EXTRACT PROVIDED
On Thursday, as part of my staycation experience week I decided to be a Baker. Nothing very unusual there, this is something I do regularly and although I enjoyed the experience I didn't think there was very much to share with you all, so decided not to write about it.
The next day I went out with Doug and Monty for a walk and got to discussing my earlier post from The Turner Gallery. We talked about how you can look at something and not really see what is in front of you unless you look more deeply and take moment to think.
A leaf on the pavement is just another leaf until you really look, See the veins that run through it and as you look closer more tinier veins that carry nutrients to its tip. What wondrous symmetry natures programming has put in place to repeat this form over and over again and the texture and colour as you gently rub your thumb over its surface is not fully acknowledged untill you make a conscious effort to see it. We talked of how the simplest of things give you pleasure but often experiences and opportunity are taken for granted. So I am going to share my baking with you.
10 oz of self-raising flour,I sieve this vigorously into a bowl, gentle clouds billowing above and covering the kitchen worktop, hands, in fact anything within its range with a fine dusting, getting finer towards the edges like a soft powdery illustration of a nuclear fallout pattern. Quite appropriate really as hubby always says the kitchen looks like a bomb has hit it after I have been there.
5 oz of margarine straight from the fridge cold and tacky in my hand. I cut it into pieces which create little craters as they plop into the flour, forming their own little cloudburst of wheaten smoke.
The salt hard and crystalline, sparkling in the sun that shines through the kitchen window goes in next, 1 tsp. Then in with the hands, the flour cold and soft at the same time on the backs of my finger as they plunge into and under, reminding me of the soft down on my Mothers cheek as I gently stroked it to say my last goodbyes. Cold and Hard usually go together like Ice, cold and soft i find unusual. I select the first pieces of fat to be gently squeezed and rubbed between my fingers and thumbs, Like Fagin testing the quality of a silk Handkerchief newly picked from a rich mans pocket. The flakes that flutter gently down from between my fingers getting smaller and smaller as I plunge my hands again and again into the now warming flour, repeating this motion until only small fine crumbs are present in my shiny metal bowl. I am unable to complete this task without making a chewing motion with my jaw, like a cow chewing the cud. Why I do this is a complete mystery but I always have, a reflex, like opening you mouth as you try to spoon feed a child, irresistible. Luckily baking is usually a solo pastime so there are not to many witnesses to my Kitchen Gurning.

DIRECTION A
Quote the baking post from "On Thursday, as" up to and including "moment to think.".
The baking post and the rows that follow it are unrelated material.

PROVIDED ENTRIES
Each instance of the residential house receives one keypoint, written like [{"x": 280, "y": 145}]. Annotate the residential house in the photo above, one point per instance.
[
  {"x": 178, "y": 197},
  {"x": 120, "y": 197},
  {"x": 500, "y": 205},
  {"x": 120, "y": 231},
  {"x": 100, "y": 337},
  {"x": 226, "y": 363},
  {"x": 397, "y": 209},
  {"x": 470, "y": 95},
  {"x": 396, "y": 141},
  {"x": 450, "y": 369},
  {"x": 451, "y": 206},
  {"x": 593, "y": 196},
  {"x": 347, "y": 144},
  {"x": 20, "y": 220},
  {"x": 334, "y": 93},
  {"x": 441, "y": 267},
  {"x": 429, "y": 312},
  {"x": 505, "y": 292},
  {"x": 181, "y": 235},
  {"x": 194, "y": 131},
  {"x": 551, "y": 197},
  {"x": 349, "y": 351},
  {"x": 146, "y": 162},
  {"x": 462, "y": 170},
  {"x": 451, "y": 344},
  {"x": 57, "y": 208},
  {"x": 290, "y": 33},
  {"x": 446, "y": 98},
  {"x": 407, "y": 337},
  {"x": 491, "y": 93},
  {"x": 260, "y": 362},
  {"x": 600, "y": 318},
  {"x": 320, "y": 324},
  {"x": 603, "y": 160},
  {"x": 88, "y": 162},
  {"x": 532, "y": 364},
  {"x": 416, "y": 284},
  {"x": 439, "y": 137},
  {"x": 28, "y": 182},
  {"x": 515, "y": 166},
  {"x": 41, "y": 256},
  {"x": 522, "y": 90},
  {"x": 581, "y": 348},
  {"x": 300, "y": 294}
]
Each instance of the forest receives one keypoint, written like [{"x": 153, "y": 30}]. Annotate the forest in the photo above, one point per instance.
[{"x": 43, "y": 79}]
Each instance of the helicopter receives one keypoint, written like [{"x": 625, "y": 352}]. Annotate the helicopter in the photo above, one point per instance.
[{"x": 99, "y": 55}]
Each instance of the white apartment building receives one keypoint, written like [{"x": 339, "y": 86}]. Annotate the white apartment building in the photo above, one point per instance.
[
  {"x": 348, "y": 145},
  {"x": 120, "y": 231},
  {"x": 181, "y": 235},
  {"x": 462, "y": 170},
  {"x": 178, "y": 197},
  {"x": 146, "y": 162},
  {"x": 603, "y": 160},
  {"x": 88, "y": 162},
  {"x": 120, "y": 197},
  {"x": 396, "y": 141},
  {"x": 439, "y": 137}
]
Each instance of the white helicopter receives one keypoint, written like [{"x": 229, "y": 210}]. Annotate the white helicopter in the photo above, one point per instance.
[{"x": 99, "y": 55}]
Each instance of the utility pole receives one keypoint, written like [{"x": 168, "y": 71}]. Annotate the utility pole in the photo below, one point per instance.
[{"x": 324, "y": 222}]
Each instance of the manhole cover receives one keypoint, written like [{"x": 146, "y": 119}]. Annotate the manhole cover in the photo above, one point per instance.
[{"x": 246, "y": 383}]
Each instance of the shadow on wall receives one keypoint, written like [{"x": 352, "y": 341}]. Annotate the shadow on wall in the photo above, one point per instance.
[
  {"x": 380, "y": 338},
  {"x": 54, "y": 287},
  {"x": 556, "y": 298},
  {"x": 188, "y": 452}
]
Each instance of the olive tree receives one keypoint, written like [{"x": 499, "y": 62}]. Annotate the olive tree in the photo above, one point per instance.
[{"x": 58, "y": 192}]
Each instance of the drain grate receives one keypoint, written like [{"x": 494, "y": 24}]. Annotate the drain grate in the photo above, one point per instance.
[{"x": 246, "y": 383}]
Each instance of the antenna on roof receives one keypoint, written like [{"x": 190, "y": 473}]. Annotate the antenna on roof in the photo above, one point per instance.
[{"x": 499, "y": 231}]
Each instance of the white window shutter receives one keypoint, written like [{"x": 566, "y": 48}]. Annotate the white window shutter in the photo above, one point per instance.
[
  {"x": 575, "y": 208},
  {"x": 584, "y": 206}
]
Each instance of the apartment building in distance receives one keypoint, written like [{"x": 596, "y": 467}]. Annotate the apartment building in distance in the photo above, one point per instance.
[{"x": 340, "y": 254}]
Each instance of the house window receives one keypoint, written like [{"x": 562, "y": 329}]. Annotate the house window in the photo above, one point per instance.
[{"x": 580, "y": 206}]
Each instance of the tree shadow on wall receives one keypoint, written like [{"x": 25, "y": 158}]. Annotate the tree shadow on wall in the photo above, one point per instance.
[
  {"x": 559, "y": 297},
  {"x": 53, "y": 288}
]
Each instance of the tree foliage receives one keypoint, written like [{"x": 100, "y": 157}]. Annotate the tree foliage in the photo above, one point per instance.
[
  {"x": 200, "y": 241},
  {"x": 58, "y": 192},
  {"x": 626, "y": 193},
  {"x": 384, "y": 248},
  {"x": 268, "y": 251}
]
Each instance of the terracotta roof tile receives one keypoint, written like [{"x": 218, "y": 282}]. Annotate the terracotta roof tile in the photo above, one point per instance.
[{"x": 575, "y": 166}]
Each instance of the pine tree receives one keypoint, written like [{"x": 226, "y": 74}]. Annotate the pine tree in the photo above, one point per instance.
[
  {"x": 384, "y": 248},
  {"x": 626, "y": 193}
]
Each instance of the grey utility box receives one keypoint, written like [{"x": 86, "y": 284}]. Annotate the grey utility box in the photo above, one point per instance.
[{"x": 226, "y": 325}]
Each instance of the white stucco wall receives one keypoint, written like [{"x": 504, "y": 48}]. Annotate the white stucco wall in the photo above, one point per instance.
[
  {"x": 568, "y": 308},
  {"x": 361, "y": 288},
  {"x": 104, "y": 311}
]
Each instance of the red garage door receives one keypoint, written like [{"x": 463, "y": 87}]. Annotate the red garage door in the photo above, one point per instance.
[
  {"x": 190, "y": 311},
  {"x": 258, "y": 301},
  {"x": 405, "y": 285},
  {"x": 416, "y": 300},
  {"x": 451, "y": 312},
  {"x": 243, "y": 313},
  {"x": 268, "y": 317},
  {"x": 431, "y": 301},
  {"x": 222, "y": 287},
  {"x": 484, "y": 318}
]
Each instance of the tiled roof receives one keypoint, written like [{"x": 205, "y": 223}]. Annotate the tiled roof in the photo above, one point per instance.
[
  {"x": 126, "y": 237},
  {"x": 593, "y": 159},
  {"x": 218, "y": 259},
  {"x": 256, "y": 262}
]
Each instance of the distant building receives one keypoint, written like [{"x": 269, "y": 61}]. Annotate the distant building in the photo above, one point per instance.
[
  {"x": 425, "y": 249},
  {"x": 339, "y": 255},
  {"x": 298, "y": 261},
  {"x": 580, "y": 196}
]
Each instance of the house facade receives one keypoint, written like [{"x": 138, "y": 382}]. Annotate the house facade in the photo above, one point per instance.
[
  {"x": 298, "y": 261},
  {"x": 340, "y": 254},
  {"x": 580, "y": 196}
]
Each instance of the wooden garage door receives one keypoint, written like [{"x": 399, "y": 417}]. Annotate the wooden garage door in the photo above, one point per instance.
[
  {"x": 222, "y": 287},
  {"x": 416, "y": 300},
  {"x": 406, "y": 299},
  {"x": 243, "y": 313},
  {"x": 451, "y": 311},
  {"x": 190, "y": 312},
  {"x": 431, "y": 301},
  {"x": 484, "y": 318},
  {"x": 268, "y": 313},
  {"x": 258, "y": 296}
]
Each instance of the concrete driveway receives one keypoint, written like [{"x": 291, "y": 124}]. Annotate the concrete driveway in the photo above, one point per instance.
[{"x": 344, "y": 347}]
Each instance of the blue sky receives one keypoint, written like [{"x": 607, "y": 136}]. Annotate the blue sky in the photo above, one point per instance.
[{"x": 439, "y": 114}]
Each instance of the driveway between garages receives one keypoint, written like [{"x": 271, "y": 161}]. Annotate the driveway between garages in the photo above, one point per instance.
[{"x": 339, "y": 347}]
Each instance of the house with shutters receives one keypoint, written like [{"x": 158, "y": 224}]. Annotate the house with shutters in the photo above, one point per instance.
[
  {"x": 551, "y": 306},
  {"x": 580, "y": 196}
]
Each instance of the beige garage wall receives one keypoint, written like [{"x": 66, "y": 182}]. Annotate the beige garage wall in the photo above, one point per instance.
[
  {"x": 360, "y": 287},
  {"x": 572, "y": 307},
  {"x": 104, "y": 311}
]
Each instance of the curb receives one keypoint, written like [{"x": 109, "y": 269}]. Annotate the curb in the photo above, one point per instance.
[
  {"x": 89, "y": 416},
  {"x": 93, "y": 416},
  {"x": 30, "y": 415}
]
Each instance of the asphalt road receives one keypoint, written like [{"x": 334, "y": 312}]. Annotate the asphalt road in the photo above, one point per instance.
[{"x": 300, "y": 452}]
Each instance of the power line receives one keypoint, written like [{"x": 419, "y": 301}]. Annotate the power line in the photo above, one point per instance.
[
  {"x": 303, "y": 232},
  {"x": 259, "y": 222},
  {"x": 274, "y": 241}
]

DIRECTION B
Pull out every line of the rows that contains the string "window", treating uppercase and lowercase as different.

EXERCISE ANSWER A
On Thursday, as part of my staycation experience week I decided to be a Baker. Nothing very unusual there, this is something I do regularly and although I enjoyed the experience I didn't think there was very much to share with you all, so decided not to write about it.
The next day I went out with Doug and Monty for a walk and got to discussing my earlier post from The Turner Gallery. We talked about how you can look at something and not really see what is in front of you unless you look more deeply and take moment to think.

EXERCISE ANSWER B
Each instance of the white window shutter receives one keypoint, written like [{"x": 566, "y": 48}]. Annotate the white window shutter in the photo above, one point per instance.
Each instance of the house window receives one keypoint, written like [{"x": 562, "y": 329}]. Annotate the house window in the photo above, one point per instance.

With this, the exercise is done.